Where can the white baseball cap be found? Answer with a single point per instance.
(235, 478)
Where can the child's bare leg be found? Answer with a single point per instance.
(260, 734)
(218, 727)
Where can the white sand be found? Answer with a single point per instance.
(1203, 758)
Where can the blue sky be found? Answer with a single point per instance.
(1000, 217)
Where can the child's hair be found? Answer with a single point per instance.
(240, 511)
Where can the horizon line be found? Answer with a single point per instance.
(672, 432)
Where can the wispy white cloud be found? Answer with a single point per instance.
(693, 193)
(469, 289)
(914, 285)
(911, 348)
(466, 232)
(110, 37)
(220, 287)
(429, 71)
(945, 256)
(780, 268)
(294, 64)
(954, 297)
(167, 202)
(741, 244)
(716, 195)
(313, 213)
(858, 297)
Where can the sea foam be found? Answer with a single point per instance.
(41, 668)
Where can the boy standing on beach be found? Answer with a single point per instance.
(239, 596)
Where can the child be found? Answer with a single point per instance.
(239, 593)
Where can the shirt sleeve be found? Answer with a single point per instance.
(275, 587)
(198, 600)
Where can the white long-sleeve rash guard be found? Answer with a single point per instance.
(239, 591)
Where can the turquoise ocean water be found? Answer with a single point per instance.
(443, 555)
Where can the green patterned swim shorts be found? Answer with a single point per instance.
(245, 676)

■ What to produce ■
Exactly reproduce every line found in the records.

■ Final answer ■
Where can the white baseball cap be found? Answer with a single point per instance.
(235, 478)
Where can the child's bare leg be found? Answer with a single point per instance.
(260, 734)
(218, 727)
Where can the white sand be found? Answer with a single point per instance.
(1203, 758)
Where can the blue sky be found? Answer with a single point per instance.
(1000, 217)
Where can the child's hair be found? Answer with a single point per instance.
(240, 511)
Where can the horizon line be found? Answer with a single point per instance.
(672, 432)
Where can the wispy white cloud be found? Answer with a single point per instance.
(693, 193)
(469, 289)
(914, 285)
(911, 348)
(466, 232)
(110, 37)
(220, 287)
(429, 71)
(945, 256)
(780, 268)
(294, 64)
(954, 297)
(167, 202)
(741, 244)
(716, 195)
(313, 213)
(858, 297)
Where can the sea foam be found? Answer with a single point per instance.
(41, 668)
Where can the boy standing on beach be found? Answer with a single point per instance.
(239, 596)
Where can the child be found? Answer with a single point per instance.
(239, 593)
Where can the shirt sleeve be found? Answer with a single point per instance.
(275, 587)
(198, 600)
Where can the white long-sleeve rash guard be found? Answer with a single point per instance.
(239, 591)
Where can the turquoise ocean water be found? Answer with a single point per instance.
(443, 555)
Where can the green patterned swim shorts be found? Answer with a single point per instance.
(245, 676)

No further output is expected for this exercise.